EXERCISE:
Transcribe every entry word for word, leaving out all images.

--

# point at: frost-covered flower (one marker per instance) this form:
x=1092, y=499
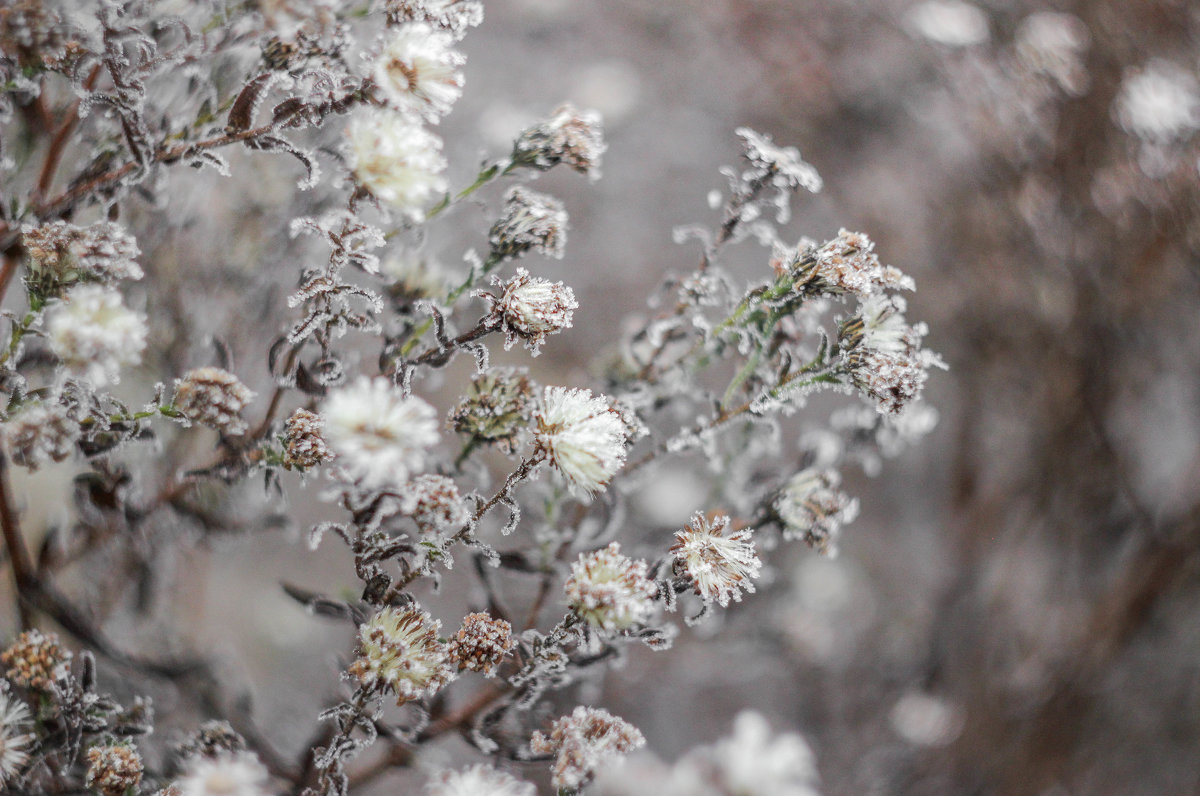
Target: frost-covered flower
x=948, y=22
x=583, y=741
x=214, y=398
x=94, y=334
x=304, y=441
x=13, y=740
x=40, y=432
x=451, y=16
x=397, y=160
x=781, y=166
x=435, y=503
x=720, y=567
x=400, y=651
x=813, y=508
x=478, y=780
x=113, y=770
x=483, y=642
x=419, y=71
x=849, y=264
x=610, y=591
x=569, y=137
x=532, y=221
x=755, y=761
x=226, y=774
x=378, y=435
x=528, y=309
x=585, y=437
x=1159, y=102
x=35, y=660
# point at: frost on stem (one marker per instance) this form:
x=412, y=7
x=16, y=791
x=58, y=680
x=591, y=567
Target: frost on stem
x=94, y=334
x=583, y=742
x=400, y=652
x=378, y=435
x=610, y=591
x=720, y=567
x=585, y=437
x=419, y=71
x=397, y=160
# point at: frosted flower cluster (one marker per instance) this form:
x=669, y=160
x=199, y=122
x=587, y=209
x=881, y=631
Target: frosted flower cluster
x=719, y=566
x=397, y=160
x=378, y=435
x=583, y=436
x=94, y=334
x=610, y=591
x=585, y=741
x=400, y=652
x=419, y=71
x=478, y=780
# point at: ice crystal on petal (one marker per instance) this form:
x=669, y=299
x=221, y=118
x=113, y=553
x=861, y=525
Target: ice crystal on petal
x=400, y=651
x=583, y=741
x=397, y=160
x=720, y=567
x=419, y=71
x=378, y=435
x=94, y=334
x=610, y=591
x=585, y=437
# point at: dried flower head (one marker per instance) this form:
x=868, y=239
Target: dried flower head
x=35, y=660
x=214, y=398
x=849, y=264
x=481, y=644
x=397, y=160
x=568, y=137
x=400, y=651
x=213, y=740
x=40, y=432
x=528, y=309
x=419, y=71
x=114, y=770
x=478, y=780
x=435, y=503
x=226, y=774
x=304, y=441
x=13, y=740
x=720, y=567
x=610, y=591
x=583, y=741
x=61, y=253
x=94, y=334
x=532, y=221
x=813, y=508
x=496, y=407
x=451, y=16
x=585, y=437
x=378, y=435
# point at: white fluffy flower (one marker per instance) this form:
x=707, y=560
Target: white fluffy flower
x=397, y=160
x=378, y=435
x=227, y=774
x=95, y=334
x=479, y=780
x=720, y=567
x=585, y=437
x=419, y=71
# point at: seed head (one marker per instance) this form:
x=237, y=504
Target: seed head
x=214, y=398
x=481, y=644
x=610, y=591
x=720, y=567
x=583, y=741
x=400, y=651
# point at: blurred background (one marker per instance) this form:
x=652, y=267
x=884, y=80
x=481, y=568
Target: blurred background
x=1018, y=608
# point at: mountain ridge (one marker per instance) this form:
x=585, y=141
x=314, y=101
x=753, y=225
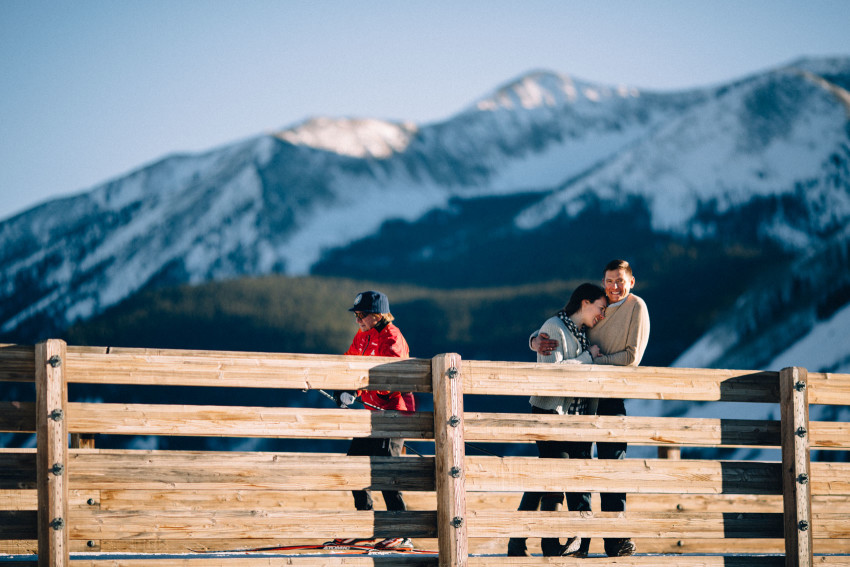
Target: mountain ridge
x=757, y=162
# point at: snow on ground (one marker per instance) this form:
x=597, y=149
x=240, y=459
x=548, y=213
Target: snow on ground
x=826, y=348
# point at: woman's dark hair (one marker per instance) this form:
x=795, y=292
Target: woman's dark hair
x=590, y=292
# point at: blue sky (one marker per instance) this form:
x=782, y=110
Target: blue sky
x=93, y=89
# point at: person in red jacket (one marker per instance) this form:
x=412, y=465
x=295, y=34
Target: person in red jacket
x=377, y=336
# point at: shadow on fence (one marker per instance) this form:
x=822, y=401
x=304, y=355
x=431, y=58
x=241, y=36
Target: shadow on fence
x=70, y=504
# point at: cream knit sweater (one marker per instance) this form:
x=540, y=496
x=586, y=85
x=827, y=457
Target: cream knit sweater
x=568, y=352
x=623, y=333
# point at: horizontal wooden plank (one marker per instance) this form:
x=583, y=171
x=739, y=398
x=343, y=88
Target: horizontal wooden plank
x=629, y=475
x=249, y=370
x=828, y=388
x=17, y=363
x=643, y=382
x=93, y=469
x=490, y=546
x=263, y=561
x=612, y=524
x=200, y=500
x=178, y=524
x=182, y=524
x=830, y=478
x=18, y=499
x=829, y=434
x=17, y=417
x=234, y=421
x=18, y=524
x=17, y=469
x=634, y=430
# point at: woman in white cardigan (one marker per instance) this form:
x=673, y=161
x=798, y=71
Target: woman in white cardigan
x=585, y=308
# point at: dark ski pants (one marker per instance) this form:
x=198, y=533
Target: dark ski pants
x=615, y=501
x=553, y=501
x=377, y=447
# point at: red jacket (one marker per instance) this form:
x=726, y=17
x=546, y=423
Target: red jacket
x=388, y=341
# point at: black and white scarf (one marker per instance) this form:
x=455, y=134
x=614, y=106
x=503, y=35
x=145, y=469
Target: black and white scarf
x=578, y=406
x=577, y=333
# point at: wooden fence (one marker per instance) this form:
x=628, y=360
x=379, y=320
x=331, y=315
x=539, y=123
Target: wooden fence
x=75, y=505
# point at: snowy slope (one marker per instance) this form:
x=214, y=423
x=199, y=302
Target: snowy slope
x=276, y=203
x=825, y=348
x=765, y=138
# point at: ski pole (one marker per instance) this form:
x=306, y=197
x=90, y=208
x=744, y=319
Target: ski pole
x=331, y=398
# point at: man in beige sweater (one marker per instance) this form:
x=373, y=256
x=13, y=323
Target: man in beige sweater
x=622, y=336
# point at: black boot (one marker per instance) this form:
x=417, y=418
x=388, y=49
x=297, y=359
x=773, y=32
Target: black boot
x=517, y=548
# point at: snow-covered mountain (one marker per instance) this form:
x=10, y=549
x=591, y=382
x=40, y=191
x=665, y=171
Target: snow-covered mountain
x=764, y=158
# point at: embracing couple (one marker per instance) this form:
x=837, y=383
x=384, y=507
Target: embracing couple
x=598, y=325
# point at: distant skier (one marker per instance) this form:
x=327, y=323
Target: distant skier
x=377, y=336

--

ANSWER FOR THE TASK:
# point at: frost-covered flower (one marker per instance) this form:
x=1092, y=499
Target: frost-covered flower
x=948, y=22
x=583, y=741
x=214, y=398
x=94, y=334
x=304, y=441
x=13, y=740
x=40, y=432
x=451, y=16
x=397, y=160
x=781, y=166
x=435, y=503
x=720, y=567
x=400, y=651
x=813, y=508
x=478, y=780
x=113, y=770
x=483, y=642
x=419, y=71
x=849, y=264
x=610, y=591
x=569, y=137
x=532, y=221
x=755, y=761
x=226, y=774
x=378, y=435
x=528, y=309
x=585, y=437
x=1159, y=102
x=35, y=660
# point at: frost on stem (one marker per instance) this form:
x=412, y=7
x=16, y=791
x=58, y=680
x=591, y=567
Target: frost on stem
x=94, y=334
x=583, y=742
x=400, y=652
x=378, y=435
x=610, y=591
x=720, y=567
x=585, y=437
x=419, y=71
x=397, y=160
# point at: frosted flower cluster (one marker per instance) this form:
x=669, y=160
x=199, y=122
x=587, y=209
x=881, y=631
Target: frosted flower cluster
x=719, y=566
x=397, y=160
x=378, y=435
x=583, y=436
x=94, y=334
x=610, y=591
x=585, y=741
x=400, y=652
x=419, y=71
x=478, y=780
# point at: ice crystal on petal (one marker per instance) this form:
x=669, y=299
x=221, y=118
x=113, y=553
x=861, y=525
Target: ice crystal on petal
x=400, y=651
x=583, y=741
x=397, y=160
x=720, y=567
x=419, y=71
x=378, y=435
x=94, y=334
x=610, y=591
x=585, y=437
# point at: dried flower head (one marker per instance) this form:
x=868, y=239
Target: dried flower head
x=35, y=660
x=214, y=398
x=849, y=264
x=481, y=644
x=397, y=160
x=568, y=137
x=400, y=651
x=213, y=740
x=40, y=432
x=528, y=309
x=419, y=71
x=114, y=770
x=478, y=780
x=435, y=503
x=226, y=774
x=304, y=441
x=13, y=740
x=720, y=567
x=610, y=591
x=583, y=741
x=61, y=253
x=94, y=334
x=532, y=221
x=813, y=508
x=496, y=407
x=451, y=16
x=585, y=437
x=378, y=435
# point at: white fluffy flower (one marker per instance) this form:
x=707, y=560
Target: white fluffy flower
x=397, y=160
x=378, y=435
x=227, y=774
x=95, y=334
x=479, y=780
x=720, y=567
x=585, y=437
x=419, y=71
# point at: seed head (one marker per instance) this form:
x=237, y=504
Target: seed head
x=214, y=398
x=481, y=644
x=610, y=591
x=720, y=567
x=583, y=741
x=400, y=651
# point at: blurred background (one marker per instance) this form:
x=652, y=267
x=884, y=80
x=481, y=568
Target: blurred background
x=1018, y=608
# point at: mountain ridge (one marker per instance) this form:
x=585, y=141
x=314, y=101
x=753, y=225
Target: mountain ridge
x=757, y=162
# point at: snow on ground (one marker per instance) this form:
x=597, y=149
x=240, y=459
x=548, y=213
Target: snow on ground
x=826, y=348
# point at: woman's dark hair (one marker per instance) this form:
x=795, y=292
Target: woman's dark hair
x=590, y=292
# point at: blue sky (one marker per instance) this form:
x=782, y=110
Target: blue sky
x=93, y=89
# point at: person in red jacket (one marker per instance) this form:
x=412, y=465
x=295, y=34
Target: person in red jacket
x=377, y=336
# point at: shadow on fence (one marker per instance) this form:
x=822, y=401
x=304, y=355
x=431, y=58
x=241, y=36
Target: shadow on fence
x=70, y=504
# point at: cream knit sweater (one marker per instance) this form:
x=540, y=496
x=586, y=85
x=827, y=457
Target: cream knit sweater
x=568, y=352
x=623, y=333
# point at: horizontal wooden plank (one marker per instance) this form:
x=583, y=171
x=739, y=398
x=343, y=88
Target: horizontal wooden plank
x=629, y=475
x=249, y=370
x=828, y=388
x=17, y=363
x=643, y=382
x=93, y=469
x=490, y=546
x=263, y=561
x=612, y=524
x=200, y=500
x=178, y=524
x=182, y=524
x=830, y=478
x=18, y=499
x=829, y=434
x=17, y=417
x=234, y=421
x=18, y=524
x=17, y=469
x=634, y=430
# point at: woman in white cardigan (one marker per instance) this form:
x=673, y=161
x=798, y=71
Target: woman in white cardigan
x=585, y=308
# point at: dark ski pants (one marker per instance) this form:
x=198, y=533
Target: dark ski pants
x=615, y=501
x=553, y=501
x=377, y=447
# point at: red jacket (one marker per instance) this form:
x=726, y=17
x=546, y=423
Target: red jacket
x=388, y=341
# point at: black and white scarf (one marker per instance) this form:
x=455, y=134
x=614, y=106
x=503, y=35
x=145, y=469
Target: black and white scarf
x=578, y=406
x=577, y=333
# point at: wooden fence (one marker per instance) this form:
x=628, y=360
x=379, y=320
x=331, y=315
x=539, y=123
Target: wooden fence
x=75, y=505
# point at: snowy slope (one marker per instance) this form:
x=214, y=423
x=199, y=302
Target: snowy slope
x=276, y=203
x=825, y=348
x=765, y=138
# point at: ski pole (one marker per instance) this form:
x=306, y=197
x=90, y=208
x=744, y=319
Target: ski pole
x=331, y=398
# point at: man in beige sweater (one marker per instance) this form:
x=373, y=256
x=13, y=323
Target: man in beige sweater
x=622, y=336
# point at: black boot (one marker per instance) this form:
x=417, y=418
x=388, y=49
x=297, y=359
x=773, y=32
Target: black boot
x=517, y=548
# point at: snow-covered mountain (one marker per instance) this form:
x=10, y=549
x=591, y=382
x=40, y=191
x=665, y=171
Target: snow-covered mountain
x=764, y=158
# point at: embracing couple (one marker per instance) this form:
x=837, y=383
x=384, y=507
Target: embracing couple
x=598, y=325
# point at: distant skier (one marker per instance) this form:
x=327, y=323
Target: distant skier
x=377, y=336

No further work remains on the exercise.